* **Work order**
Each line from the opening of the records that follow to the line with "positive clicks: (434, 37)" needs to be written out exactly. Add nothing.

* **Records supplied**
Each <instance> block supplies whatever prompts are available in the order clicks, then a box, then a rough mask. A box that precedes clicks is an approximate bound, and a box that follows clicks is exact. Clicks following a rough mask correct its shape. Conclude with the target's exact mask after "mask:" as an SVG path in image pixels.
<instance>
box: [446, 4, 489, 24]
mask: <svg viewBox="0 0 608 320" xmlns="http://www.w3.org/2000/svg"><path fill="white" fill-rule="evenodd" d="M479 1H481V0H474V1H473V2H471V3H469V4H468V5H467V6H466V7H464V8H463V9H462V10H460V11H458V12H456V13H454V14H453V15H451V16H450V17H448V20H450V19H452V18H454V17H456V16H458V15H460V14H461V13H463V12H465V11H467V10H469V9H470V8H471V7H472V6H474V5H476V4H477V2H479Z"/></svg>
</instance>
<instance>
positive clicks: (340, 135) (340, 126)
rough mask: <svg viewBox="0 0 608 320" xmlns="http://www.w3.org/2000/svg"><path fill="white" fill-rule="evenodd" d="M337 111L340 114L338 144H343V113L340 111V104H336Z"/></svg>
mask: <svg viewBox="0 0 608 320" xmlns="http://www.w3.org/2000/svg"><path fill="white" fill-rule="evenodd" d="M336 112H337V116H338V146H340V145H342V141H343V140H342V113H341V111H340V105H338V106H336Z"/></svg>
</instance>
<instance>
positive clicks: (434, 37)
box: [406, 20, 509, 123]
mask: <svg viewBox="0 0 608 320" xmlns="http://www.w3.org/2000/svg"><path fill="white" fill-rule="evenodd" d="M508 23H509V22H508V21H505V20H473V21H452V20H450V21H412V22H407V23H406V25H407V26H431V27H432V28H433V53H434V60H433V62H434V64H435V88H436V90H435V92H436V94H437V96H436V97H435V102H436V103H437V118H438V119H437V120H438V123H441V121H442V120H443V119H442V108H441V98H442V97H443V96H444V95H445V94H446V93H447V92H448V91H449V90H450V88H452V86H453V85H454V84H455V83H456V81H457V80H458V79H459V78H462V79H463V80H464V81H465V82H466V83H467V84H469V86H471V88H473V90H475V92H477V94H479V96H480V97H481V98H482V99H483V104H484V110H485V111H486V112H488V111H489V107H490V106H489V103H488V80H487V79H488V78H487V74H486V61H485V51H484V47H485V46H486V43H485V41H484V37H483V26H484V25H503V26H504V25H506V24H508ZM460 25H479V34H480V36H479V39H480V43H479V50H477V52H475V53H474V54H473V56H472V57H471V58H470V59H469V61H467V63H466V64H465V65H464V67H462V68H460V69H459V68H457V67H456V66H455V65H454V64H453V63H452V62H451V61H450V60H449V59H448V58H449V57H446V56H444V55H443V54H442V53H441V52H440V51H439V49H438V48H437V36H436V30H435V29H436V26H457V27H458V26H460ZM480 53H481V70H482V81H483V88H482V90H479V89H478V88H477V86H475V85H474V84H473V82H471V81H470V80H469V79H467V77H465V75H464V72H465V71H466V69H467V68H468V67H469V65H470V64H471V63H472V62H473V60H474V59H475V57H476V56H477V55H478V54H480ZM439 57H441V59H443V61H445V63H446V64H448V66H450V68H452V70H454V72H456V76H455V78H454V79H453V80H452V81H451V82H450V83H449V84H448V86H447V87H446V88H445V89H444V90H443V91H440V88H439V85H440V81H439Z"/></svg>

* **Answer area**
Each <instance> block supplies whatever prompts are available in the order clicks, then a box, then a rough mask. A box that precedes clicks is an approximate bound, and a box that follows clicks is exact. Clicks following a rough mask correct its shape. Conclude with the target's exact mask after "mask:" as an SVG path in image pixels.
<instance>
box: [446, 4, 489, 24]
mask: <svg viewBox="0 0 608 320" xmlns="http://www.w3.org/2000/svg"><path fill="white" fill-rule="evenodd" d="M479 1H481V0H474V1H473V2H471V3H469V4H468V5H467V6H466V7H464V8H463V9H462V10H460V11H458V12H456V13H454V14H453V15H451V16H450V17H448V20H450V19H452V18H454V17H456V16H458V15H460V14H461V13H463V12H465V11H467V10H469V9H470V8H471V7H472V6H474V5H476V4H477V2H479Z"/></svg>
</instance>
<instance>
positive clicks: (340, 135) (340, 126)
rough mask: <svg viewBox="0 0 608 320" xmlns="http://www.w3.org/2000/svg"><path fill="white" fill-rule="evenodd" d="M337 111L340 114L338 144H343V113L340 111V104H336Z"/></svg>
mask: <svg viewBox="0 0 608 320" xmlns="http://www.w3.org/2000/svg"><path fill="white" fill-rule="evenodd" d="M336 112H337V116H338V146H340V145H342V141H343V140H342V113H341V111H340V105H338V106H336Z"/></svg>
</instance>
<instance>
positive clicks: (434, 37)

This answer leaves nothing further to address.